**EXTRACT PROVIDED:**
*-*-*

Big Bend National Park is right on the Mexican border, in that little dip of Texas on the southwestern side. I’d booked 4 nights at campsites in the park piecing together what was available- the park itself was open, though the visitor centers were closed and staffing far reduced, but the campground reservations and operations are run by a third party so still open. By the time I arrived, though, they announced that all camping would be closed starting Monday, so I just had 2 nights and considered just cancelling it altogether, but decided to go anyway and just make other arrangements for after, and I’ sure glad I did go.
I’d heard that some parks were being crowded by people so I wasn’t sure how it would be, but I had plenty of room at my campsite and none of the trails were packed so it was usually easy to stay my 6′ away from people aside from passing on trails and sharing a bathroom (all the hand washing of course).
Big Bend is arid, with mountains, canyons, and desert, full of ocotillo and bluebonnets, yucca and cacti, piñon pines and mesquite trees, quaking aspens and cottonwoods. I saw roadrunners, squirrels, hares, lizards, and so many kinds of birds (but none of the bears, mountain lions or coyotes the signs warned of). Pretty much every five seconds I felt the urge to pull over and take photos but mostly resisted and just took in the view.
I arrived in early evening, set up camp, had some dinner, and drove to the other side of a tunnel to watch the sun set over the Chisos Mountains, and caught the red glow on the cliffs just across the Rio Grande. So far from any major urban area the sky was so dark and I just stood outside with my neck craned up at the sky for probably 30 minutes each night. Was able to pick out one or two constellations and a few stars and planets but special thanks to my stargazing app for the rest.
Sunday I had aimed to get up early to catch sunrise and get an early start, but when I popped my head outside it was cloudy so just crawled back into bed for a bit before finally getting a move on and driving up into the mountains to the Lost Mine Trail. It was a climb up to a view in all directions, so beautiful. But every trail I did in the park was beautiful so…
I recently had to toss my old hiking shoes and bought the exact same ones as a replacement and am still breaking them in, so wasn’t sure my feet could take a whole lot more that day (of all things, just got a blister on the outside edge of each big toe despite moleskin- any tips?? think I need different socks despite these being great with the old version) and it was not the middle of a hot sunny afternoon in the desert, so opted for a short trail down into the Santa Elena canyon, which is one of the most Insta-photo’d places in the park for good reason. Very short hike into the canyon and the vibrant green Rio Grande. Some people were kayaking and paddle boarding on the river and some were wading in since the water level was pretty low. I would have myself had it been less muddy and I had sandals, but alas.

*-*-*

**GIVEN REQUEST 1:** In the Big Bend account, which trail did the writer drive up into the mountains to hike on Sunday?
**GIVEN REQUEST 2:** Extend the Big Bend account past its final sentence.

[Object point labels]
*-*-*

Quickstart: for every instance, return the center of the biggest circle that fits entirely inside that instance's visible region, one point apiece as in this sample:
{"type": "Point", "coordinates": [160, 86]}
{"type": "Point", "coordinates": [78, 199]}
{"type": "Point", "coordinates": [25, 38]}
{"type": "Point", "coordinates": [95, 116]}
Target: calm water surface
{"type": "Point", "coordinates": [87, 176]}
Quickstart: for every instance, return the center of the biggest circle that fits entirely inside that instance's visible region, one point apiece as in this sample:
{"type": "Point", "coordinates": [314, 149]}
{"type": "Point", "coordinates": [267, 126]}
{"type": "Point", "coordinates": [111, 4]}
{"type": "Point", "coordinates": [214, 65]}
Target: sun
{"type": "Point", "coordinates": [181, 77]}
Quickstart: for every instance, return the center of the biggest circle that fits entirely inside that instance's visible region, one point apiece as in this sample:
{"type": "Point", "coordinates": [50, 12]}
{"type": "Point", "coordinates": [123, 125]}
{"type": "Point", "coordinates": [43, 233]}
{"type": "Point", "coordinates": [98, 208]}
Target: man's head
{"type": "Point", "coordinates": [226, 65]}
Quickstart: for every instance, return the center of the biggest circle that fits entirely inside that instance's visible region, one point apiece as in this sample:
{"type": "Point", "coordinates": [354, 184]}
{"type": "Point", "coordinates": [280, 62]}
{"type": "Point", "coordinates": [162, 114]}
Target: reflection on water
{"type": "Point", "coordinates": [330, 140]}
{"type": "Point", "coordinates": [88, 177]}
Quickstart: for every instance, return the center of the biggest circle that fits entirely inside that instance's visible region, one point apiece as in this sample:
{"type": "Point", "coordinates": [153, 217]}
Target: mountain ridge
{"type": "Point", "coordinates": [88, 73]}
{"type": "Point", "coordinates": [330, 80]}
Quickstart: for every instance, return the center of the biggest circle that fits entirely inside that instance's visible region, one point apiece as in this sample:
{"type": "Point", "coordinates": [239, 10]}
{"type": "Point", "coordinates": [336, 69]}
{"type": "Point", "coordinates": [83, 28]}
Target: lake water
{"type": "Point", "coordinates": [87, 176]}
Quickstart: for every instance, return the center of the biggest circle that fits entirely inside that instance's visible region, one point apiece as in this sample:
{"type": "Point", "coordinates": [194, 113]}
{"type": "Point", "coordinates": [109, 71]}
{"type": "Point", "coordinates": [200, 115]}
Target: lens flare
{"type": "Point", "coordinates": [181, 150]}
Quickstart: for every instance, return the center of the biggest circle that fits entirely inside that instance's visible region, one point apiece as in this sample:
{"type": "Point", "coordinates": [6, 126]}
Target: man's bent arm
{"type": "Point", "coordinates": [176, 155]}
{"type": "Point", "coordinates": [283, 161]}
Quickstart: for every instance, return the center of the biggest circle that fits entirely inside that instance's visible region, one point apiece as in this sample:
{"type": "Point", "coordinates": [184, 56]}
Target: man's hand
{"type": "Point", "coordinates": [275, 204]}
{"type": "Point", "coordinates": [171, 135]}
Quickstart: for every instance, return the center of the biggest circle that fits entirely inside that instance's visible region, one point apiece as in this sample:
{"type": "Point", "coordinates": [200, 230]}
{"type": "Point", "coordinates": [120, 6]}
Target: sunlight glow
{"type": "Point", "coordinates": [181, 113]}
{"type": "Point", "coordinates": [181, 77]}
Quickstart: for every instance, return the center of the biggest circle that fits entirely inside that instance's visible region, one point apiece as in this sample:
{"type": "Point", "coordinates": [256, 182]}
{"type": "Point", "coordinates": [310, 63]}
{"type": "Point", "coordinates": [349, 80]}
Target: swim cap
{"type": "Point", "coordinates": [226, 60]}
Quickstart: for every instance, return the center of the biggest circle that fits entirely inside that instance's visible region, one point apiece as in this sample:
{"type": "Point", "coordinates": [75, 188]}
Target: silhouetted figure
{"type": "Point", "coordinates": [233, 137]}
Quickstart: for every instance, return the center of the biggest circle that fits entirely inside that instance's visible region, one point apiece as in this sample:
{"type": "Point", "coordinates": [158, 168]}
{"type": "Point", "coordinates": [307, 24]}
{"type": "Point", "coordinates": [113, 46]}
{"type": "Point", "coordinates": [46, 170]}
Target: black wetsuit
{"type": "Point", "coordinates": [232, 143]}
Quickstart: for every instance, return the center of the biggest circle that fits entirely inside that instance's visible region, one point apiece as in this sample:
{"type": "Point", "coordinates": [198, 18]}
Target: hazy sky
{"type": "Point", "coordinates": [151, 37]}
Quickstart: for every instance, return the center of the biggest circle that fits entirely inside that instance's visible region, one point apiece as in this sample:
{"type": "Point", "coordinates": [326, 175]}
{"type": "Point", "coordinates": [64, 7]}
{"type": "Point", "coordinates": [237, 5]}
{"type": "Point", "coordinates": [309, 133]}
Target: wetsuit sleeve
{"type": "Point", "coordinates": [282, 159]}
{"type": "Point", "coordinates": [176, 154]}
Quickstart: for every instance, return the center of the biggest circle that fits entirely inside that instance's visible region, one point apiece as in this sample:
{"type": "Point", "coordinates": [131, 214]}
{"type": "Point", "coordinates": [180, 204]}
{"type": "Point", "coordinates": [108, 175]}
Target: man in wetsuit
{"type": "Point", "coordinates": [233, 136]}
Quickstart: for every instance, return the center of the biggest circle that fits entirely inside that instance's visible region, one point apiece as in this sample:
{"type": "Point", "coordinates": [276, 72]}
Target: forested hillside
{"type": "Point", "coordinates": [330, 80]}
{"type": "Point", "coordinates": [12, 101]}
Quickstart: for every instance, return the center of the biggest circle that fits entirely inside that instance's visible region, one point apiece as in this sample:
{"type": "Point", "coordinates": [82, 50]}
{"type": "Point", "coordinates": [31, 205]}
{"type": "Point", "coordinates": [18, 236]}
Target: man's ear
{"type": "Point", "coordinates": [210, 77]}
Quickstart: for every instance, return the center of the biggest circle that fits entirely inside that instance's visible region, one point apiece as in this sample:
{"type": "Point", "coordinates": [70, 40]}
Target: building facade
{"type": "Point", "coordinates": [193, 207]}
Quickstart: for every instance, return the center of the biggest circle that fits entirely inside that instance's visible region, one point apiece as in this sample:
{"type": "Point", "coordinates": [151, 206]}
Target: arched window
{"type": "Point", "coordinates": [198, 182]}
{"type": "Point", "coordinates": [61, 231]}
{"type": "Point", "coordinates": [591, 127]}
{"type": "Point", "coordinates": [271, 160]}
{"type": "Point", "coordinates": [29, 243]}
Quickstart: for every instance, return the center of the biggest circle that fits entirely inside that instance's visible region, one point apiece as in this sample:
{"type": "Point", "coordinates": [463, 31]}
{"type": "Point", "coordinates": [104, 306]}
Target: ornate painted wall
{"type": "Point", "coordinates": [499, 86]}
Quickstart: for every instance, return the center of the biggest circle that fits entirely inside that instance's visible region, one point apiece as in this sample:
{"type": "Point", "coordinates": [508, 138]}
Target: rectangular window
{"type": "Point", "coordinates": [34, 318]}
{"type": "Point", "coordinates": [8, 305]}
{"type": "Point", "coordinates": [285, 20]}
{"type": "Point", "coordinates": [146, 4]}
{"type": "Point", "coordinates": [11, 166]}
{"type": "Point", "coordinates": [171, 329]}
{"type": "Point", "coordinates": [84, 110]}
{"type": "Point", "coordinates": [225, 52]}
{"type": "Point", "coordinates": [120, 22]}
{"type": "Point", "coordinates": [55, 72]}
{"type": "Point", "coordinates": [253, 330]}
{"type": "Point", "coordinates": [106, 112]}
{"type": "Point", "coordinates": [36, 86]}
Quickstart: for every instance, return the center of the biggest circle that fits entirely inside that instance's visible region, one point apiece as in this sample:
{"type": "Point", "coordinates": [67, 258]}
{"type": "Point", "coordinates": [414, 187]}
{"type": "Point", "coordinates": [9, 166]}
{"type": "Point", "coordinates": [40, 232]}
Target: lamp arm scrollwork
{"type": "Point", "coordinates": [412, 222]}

*-*-*

**TASK RESPONSE 1:** The Lost Mine Trail.

**TASK RESPONSE 2:**
Before heading back that day my last stop was the Langford hot springs just down the road from my campground. I wasn’t super confident the van would make it down the rutted road well so I parked halfway down the dirt road and walked the last half mile. The hot spring is enclosed by a small stone rectangle and is set on the back of the river, and despite the slight yuck factor of the gunk from the bottom of the enclosure coming up when you moved around, it was the perfect warmth after a day on my feet as the ambient air cooled with the sunset approaching. The hot spring seems to have once been an operating business with a bathhouse from before the park was established, but it’s abandoned now. The cool rock formations nearby have petroglyphs and pictographs from who knows when, too, and at this very narrow point in the river there are stands on either side of the river with crafts for sale though they were both unmanned when I was there. It would have been super easy to wade across to Mexico or back, though around the bend I did see a lot of lighting built on the riverbank so I assume it’s monitored somehow. Anyway, caught a beautiful sunset on the way back to the car and felt calm and fulfilled.
The following day I actually did get up early to pack up camp since this was closing day, and went back out to the Chisos Mountains to do the Window trail near the Chisos visitor center and campground, which was a pretty though rather uneventful trail for the first 2/3 down into a creek canyon, but was pretty magical once I rounded the bend into the canyon portion. Trees were flowering and full of buzzing bees, and a small stream of water was flowing down toward the point where it cascades hundreds of feet down the rock face. When it rains a lot apparently it can get slippery (yikes!) but lucky for me it was dry and easy to navigate, and was a gorgeous place to sit for a bit, have a snack, and take it all in.
What a wonderful way to end my time in the park, though the drive out through the western end of the park was full of surprises as the landscape changed abruptly to a barren area as the boundary neared. I wasn’t stopped at the border patrol station and took off toward El Paso for a little pause. So grateful to have these great memories to hold me over for the next week of corona containment just like everyone else.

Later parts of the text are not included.